INFORMATION SHOWN
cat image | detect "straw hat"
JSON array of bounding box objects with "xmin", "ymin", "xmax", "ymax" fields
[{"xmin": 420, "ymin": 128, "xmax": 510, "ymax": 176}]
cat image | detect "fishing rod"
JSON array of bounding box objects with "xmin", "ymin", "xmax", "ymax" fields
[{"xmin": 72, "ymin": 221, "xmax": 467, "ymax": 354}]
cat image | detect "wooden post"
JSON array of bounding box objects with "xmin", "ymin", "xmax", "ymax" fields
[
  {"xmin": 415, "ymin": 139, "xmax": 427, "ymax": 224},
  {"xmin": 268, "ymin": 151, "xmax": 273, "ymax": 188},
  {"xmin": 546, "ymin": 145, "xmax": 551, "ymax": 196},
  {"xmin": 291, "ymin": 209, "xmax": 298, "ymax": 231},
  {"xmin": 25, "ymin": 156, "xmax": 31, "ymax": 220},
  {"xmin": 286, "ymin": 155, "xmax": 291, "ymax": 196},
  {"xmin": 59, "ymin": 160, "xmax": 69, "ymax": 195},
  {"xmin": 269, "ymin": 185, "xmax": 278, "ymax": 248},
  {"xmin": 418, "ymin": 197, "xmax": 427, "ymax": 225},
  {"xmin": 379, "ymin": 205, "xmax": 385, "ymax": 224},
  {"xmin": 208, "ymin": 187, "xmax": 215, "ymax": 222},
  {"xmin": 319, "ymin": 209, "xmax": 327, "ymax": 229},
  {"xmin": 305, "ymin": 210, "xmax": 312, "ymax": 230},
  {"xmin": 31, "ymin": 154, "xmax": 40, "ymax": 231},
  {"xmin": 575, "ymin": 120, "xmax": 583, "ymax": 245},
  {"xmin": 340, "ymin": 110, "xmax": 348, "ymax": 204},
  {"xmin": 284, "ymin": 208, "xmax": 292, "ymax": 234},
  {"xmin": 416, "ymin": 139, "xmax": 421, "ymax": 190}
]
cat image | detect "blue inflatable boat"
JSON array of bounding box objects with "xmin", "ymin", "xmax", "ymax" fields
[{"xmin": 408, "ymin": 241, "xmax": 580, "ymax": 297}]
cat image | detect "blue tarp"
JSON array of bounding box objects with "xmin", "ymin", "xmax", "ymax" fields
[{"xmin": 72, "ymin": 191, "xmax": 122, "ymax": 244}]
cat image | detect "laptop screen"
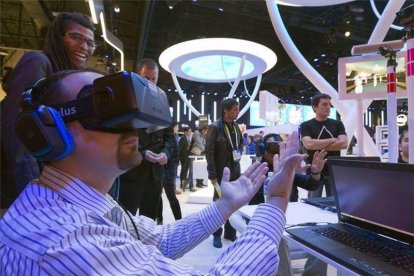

PROBLEM STATEMENT
Repeat the material above in full and exactly, omitting the pictures.

RESULT OF THE EXERCISE
cat image | detect "straw hat"
JSON array of bounding box objects with "xmin", "ymin", "xmax", "ymax" fields
[{"xmin": 420, "ymin": 128, "xmax": 510, "ymax": 176}]
cat image | detect "fishing rod"
JSON array of bounding box objects with "xmin", "ymin", "xmax", "ymax" fields
[{"xmin": 72, "ymin": 221, "xmax": 467, "ymax": 354}]
cat image | detect "wooden post"
JSON array of bounding box objects with "xmin", "ymin", "xmax", "ymax" fields
[
  {"xmin": 415, "ymin": 139, "xmax": 427, "ymax": 224},
  {"xmin": 268, "ymin": 151, "xmax": 273, "ymax": 188},
  {"xmin": 546, "ymin": 145, "xmax": 551, "ymax": 196},
  {"xmin": 291, "ymin": 209, "xmax": 298, "ymax": 231},
  {"xmin": 25, "ymin": 156, "xmax": 31, "ymax": 220},
  {"xmin": 286, "ymin": 155, "xmax": 291, "ymax": 196},
  {"xmin": 59, "ymin": 160, "xmax": 69, "ymax": 195},
  {"xmin": 269, "ymin": 185, "xmax": 278, "ymax": 248},
  {"xmin": 418, "ymin": 197, "xmax": 427, "ymax": 225},
  {"xmin": 379, "ymin": 205, "xmax": 385, "ymax": 224},
  {"xmin": 208, "ymin": 187, "xmax": 215, "ymax": 222},
  {"xmin": 319, "ymin": 209, "xmax": 327, "ymax": 229},
  {"xmin": 305, "ymin": 210, "xmax": 312, "ymax": 230},
  {"xmin": 31, "ymin": 154, "xmax": 40, "ymax": 231},
  {"xmin": 575, "ymin": 120, "xmax": 583, "ymax": 245},
  {"xmin": 340, "ymin": 110, "xmax": 348, "ymax": 204},
  {"xmin": 284, "ymin": 208, "xmax": 292, "ymax": 234},
  {"xmin": 416, "ymin": 139, "xmax": 421, "ymax": 190}
]
cat image | detect "blue inflatable boat"
JSON array of bounding box objects with "xmin", "ymin", "xmax", "ymax" fields
[{"xmin": 408, "ymin": 241, "xmax": 580, "ymax": 297}]
cat image | detect "blue tarp"
JSON array of bounding box objects with "xmin", "ymin", "xmax", "ymax" fields
[{"xmin": 72, "ymin": 191, "xmax": 122, "ymax": 244}]
cat image | detect "laptop screen"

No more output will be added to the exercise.